▶ _Task_
Wherever the line with "Phrase -- woman's finger" sits in the listing below, transcribe from it up to and including the line with "Phrase -- desk surface", exactly, and leave the remaining lines out.

Start of Dataset

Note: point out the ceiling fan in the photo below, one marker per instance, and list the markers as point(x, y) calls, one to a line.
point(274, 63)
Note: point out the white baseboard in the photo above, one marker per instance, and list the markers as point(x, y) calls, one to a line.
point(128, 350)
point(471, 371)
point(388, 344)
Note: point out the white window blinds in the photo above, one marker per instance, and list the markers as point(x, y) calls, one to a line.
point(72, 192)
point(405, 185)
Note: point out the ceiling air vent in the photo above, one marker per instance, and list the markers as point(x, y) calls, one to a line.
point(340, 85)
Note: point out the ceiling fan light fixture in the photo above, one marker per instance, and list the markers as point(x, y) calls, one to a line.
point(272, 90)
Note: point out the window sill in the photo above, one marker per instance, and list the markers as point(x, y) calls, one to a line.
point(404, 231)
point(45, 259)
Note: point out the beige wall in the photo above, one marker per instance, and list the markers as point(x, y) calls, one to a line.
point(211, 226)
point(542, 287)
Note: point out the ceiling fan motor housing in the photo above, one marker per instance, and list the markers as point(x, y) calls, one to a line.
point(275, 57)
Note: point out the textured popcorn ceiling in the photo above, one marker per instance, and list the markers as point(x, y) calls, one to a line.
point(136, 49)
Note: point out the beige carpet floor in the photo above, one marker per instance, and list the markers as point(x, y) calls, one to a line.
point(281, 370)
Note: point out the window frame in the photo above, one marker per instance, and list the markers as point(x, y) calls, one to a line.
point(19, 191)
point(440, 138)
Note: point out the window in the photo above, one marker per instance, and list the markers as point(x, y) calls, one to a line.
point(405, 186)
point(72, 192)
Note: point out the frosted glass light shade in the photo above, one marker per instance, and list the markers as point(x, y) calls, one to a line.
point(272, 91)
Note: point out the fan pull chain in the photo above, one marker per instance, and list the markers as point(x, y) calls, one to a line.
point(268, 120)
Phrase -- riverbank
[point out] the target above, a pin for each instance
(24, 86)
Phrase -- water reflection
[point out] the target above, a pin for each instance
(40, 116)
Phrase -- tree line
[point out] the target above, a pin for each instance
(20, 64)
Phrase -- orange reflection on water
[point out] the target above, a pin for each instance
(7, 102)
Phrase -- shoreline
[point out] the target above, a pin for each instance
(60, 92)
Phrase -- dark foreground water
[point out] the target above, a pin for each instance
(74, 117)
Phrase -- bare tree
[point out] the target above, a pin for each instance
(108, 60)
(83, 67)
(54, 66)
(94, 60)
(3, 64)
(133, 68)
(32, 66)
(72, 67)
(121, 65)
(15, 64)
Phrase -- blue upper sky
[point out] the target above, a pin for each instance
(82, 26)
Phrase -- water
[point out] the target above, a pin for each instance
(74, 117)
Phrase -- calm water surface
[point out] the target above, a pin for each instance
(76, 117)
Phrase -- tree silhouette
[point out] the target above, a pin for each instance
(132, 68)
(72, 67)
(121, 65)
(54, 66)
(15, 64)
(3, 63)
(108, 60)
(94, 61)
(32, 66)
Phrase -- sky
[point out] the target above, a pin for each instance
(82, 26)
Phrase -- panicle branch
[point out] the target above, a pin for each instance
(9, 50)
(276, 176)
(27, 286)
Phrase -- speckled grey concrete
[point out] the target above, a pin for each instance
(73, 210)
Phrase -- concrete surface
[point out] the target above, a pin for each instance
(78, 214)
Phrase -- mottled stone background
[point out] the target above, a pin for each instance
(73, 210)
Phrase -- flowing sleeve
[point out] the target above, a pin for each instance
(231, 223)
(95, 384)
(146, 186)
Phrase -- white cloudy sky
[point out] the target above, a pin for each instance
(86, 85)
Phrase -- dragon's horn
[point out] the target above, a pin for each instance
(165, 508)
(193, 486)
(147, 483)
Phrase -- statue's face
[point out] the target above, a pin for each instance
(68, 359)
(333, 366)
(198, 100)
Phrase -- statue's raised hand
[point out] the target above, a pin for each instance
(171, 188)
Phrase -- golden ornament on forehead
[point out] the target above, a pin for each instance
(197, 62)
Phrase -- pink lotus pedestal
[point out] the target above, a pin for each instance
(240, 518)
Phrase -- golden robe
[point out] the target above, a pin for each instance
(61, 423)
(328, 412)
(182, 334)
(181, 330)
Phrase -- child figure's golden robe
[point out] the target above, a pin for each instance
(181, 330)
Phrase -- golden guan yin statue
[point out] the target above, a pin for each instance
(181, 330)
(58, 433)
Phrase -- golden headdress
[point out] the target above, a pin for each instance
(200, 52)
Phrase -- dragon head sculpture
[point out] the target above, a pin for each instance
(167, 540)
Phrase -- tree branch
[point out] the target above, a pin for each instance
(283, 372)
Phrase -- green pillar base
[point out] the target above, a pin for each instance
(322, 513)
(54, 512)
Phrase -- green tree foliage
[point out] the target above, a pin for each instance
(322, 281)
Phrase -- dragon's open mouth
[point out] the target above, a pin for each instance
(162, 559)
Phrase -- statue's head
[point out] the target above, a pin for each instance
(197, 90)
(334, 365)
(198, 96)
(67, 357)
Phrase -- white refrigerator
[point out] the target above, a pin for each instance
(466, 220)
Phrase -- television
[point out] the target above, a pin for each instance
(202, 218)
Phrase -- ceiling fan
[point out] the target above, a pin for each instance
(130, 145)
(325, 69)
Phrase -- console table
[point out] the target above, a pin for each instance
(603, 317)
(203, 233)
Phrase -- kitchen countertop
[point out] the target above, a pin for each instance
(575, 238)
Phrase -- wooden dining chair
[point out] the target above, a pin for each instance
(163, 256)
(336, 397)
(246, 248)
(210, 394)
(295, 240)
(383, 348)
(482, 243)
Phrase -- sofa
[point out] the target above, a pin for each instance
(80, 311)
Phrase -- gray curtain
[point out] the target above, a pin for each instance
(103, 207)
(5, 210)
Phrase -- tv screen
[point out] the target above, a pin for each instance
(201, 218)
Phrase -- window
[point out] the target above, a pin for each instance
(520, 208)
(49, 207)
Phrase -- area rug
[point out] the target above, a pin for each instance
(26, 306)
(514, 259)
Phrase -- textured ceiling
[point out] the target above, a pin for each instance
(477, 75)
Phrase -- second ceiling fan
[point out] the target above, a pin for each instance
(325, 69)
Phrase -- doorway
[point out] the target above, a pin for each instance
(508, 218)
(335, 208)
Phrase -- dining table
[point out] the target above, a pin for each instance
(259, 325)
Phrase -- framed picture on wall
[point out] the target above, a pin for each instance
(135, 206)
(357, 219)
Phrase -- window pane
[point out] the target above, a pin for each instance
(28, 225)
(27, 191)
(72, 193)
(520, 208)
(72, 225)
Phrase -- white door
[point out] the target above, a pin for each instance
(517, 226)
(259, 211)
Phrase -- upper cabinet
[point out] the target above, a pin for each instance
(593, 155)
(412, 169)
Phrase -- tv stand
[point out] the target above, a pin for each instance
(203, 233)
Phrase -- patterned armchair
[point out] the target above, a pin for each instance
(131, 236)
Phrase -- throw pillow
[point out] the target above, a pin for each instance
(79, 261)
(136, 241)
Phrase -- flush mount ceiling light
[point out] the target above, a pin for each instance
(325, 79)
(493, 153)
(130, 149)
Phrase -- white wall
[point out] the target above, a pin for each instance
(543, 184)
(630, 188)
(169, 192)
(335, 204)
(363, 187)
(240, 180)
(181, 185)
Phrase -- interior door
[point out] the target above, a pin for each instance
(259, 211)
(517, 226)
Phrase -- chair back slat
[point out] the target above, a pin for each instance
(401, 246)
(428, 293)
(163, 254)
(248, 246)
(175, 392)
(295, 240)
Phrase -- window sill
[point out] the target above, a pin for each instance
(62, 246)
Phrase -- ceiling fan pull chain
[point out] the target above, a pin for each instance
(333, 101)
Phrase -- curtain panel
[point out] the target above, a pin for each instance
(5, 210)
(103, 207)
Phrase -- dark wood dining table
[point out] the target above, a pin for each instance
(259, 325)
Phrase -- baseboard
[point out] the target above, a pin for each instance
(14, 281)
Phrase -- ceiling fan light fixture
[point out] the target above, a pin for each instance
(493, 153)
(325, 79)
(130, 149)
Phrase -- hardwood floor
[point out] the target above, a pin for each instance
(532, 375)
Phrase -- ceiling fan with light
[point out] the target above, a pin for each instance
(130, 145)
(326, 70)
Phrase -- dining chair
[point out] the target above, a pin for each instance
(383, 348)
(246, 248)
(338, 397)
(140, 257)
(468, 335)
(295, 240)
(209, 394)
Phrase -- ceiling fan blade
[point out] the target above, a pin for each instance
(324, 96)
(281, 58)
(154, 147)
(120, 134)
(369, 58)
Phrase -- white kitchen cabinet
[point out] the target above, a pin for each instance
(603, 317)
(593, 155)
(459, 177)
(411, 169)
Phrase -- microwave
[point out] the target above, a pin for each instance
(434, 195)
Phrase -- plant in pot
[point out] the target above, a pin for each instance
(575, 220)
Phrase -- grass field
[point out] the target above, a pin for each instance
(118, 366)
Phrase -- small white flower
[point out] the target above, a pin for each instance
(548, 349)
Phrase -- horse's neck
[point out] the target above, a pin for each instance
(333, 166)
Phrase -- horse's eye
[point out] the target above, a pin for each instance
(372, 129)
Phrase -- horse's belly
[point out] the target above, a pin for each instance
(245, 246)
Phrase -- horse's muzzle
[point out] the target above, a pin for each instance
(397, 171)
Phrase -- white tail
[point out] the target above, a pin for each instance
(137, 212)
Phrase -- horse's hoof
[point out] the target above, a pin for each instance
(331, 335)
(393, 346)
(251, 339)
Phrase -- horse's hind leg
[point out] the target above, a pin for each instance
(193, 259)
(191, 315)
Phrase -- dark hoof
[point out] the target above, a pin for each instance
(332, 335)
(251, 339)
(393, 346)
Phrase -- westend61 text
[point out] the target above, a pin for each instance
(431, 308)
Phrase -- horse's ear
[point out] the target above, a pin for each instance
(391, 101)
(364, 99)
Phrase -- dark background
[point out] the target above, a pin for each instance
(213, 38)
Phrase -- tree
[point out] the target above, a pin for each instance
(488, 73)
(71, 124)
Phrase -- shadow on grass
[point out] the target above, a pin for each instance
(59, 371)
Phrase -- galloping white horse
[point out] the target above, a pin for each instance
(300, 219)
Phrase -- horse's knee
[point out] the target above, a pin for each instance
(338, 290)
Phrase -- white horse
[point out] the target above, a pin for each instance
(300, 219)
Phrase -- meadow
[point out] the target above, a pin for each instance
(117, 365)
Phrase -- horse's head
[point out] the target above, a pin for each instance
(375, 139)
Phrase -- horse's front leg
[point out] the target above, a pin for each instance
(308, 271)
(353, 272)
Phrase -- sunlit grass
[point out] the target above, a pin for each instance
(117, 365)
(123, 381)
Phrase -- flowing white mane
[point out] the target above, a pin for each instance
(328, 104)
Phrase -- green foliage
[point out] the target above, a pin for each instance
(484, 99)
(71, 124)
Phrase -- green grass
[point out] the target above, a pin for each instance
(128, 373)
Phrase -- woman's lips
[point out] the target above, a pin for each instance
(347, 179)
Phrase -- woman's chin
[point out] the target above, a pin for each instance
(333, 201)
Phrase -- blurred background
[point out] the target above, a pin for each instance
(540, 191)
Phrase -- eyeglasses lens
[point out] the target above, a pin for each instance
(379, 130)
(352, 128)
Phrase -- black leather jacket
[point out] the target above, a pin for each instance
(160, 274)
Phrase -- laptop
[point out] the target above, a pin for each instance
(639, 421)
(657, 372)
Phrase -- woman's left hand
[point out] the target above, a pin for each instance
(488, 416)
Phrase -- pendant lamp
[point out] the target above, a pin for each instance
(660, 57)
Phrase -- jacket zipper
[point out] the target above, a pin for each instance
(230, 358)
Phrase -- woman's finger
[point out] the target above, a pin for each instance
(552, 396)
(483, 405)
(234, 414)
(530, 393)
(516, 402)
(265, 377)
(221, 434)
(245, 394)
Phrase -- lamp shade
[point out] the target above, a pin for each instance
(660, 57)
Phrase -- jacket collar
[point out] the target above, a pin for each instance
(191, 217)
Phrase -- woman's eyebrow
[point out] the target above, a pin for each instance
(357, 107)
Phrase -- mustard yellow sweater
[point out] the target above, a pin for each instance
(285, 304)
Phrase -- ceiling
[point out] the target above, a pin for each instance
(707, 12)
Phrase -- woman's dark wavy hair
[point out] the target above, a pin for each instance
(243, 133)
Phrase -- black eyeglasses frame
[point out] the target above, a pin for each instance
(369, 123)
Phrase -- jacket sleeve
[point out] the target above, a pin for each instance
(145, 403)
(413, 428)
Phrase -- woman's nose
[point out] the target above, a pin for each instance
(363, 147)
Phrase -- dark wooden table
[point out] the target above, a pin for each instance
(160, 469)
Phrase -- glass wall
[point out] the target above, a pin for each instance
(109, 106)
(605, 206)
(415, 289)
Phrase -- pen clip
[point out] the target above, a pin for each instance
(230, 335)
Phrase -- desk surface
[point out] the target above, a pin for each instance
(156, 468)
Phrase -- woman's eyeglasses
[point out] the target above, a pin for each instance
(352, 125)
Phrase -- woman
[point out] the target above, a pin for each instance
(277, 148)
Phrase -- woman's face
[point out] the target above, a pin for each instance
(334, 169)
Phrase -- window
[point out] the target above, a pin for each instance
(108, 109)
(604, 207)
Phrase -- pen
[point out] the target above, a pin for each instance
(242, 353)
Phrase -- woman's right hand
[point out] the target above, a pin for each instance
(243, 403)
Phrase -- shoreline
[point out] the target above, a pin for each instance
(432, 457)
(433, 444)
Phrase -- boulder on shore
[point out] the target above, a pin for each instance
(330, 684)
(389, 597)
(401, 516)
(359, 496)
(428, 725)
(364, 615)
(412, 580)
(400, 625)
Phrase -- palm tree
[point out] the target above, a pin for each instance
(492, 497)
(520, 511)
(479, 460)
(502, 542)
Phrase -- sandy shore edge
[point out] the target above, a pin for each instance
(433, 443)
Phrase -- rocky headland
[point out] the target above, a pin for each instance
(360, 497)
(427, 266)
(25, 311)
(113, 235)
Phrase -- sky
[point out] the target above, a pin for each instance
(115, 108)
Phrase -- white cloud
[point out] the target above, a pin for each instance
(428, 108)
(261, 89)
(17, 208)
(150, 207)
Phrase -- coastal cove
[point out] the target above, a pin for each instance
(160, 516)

End of Dataset

▶ _Result of this exercise_
Phrase -- woman's finger
[point out] the target above, a pin for each instance
(552, 396)
(483, 405)
(234, 414)
(530, 393)
(516, 402)
(265, 377)
(221, 434)
(245, 394)
Phrase -- lamp shade
[point out] the target above, a pin for each instance
(660, 57)
Phrase -- jacket collar
[point out] the target above, a pin for each instance
(191, 217)
Phrase -- woman's eyebrow
[point out] the target above, a pin for each instance
(357, 107)
Phrase -- mustard yellow sweater
[point out] the target above, a pin for each instance
(285, 304)
Phrase -- ceiling
[point out] the target above, a pin for each instance
(707, 12)
Phrase -- woman's dark wavy hair
[point out] the target above, a pin for each instance
(243, 133)
Phrase -- black eyeglasses frame
[point out] the target above, a pin for each instance
(369, 123)
Phrase -- jacket sleeve
[point out] the target above, a pin for each instance
(145, 403)
(413, 428)
Phrase -- woman's nose
[point out] the target above, a pin for each instance
(363, 147)
Phrase -- dark wooden table
[point out] the target above, a pin for each instance
(160, 469)
Phrase -- glass wall
[point out] the target above, a pin for each instance
(109, 106)
(605, 206)
(415, 289)
Phrase -- pen clip
[point out] the target above, a pin for each instance
(230, 335)
Phrase -- desk surface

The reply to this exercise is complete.